- Task: Could you echo back every one of the rows below, word for word and line for line?

======== Data for processing ========

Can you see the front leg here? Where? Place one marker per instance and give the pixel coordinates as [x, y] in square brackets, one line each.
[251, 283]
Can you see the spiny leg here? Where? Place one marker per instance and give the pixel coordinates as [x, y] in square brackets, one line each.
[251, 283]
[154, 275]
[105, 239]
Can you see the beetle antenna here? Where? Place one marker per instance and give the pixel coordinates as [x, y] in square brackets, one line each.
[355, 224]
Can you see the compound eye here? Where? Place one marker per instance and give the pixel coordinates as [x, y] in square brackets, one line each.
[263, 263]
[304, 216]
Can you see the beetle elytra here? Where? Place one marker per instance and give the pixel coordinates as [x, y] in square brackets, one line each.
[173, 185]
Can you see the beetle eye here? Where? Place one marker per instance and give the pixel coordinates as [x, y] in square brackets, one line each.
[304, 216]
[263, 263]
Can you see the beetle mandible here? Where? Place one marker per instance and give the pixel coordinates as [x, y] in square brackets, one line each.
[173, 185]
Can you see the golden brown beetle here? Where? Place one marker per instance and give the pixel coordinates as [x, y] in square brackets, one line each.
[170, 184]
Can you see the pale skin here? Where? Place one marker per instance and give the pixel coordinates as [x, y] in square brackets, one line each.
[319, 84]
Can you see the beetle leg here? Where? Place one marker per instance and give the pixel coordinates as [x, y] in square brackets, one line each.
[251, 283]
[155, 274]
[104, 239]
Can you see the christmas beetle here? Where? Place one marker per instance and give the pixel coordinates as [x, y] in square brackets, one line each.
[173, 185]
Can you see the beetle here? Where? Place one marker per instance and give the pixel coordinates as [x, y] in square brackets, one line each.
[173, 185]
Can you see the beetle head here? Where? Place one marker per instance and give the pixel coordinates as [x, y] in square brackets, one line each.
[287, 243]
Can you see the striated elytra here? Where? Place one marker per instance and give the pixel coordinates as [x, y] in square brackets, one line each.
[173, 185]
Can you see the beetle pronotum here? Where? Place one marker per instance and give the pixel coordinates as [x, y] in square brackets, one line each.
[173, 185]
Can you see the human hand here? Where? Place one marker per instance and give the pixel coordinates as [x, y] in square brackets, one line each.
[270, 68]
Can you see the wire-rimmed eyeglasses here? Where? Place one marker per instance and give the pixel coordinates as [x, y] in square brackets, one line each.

========

- Problem solution:
Can you see the front leg here? Where? Place one marker per instance and give the pixel coordinates as [x, y] in square brackets, one line each.
[251, 283]
Can you see the spiny leg here? Where? Place one marker per instance and give the pixel coordinates as [x, y] in square brackets, one line each.
[251, 283]
[154, 275]
[105, 239]
Can you see the beetle antenna here? Where? Place one marker per instance and give the pixel coordinates as [x, y] in square brackets, one line each.
[355, 224]
Can you see the compound eye here? Where? Place one marker per instance and give the pixel coordinates as [x, y] in square brackets, one line each.
[263, 263]
[304, 216]
Can you see the beetle elytra here? Where? Place one marker per instance and give the pixel coordinates as [x, y] in square brackets, one line each.
[173, 185]
Can you see the beetle eye here? Where? Place one marker per instance and give the pixel coordinates as [x, y] in square brackets, one line each.
[304, 216]
[263, 263]
Can you see the beetle mandible here? Where? Place one marker per instance and give the pixel coordinates as [x, y] in square brackets, one line each.
[173, 185]
Can you see the golden brown beetle here? Where? Place one marker per instance and give the pixel coordinates as [x, y] in square brackets, one line each.
[170, 184]
Can you see the pale skin here? Where? Place one marker per instance and give the pixel coordinates as [x, y] in square brackets, one line each.
[319, 84]
Can you see the beetle leg here? Where? Place one marker per instance and give the pixel coordinates as [x, y] in square brackets, one line each.
[251, 283]
[155, 274]
[104, 239]
Can you see the christmas beetle here? Where? Place one marker per instance and give the pixel coordinates as [x, y] in square brackets, one line each.
[173, 185]
Can you see the beetle here? Where? Place one marker per instance and give the pixel coordinates as [x, y] in square brackets, one line each.
[173, 185]
Can you see the beetle head here? Where? Place one marker per instance and give the pixel coordinates as [x, y] in square brackets, one line each.
[287, 243]
Can you see the striated elytra here? Where? Place one marker per instance and give the pixel coordinates as [x, y] in square brackets, one line each.
[173, 185]
Can you see the beetle pronotum here? Where? Place one marker per instance and give the pixel coordinates as [x, y] in square brackets, one line each.
[173, 185]
Can you see the human hand here? Where? Place one marker per instance and give the pixel coordinates as [x, y] in square brackets, one line each.
[270, 68]
Can you see the wire-rimmed eyeglasses here? Where? Place one marker per instance and give the pixel coordinates as [x, y] in square brackets, one line each.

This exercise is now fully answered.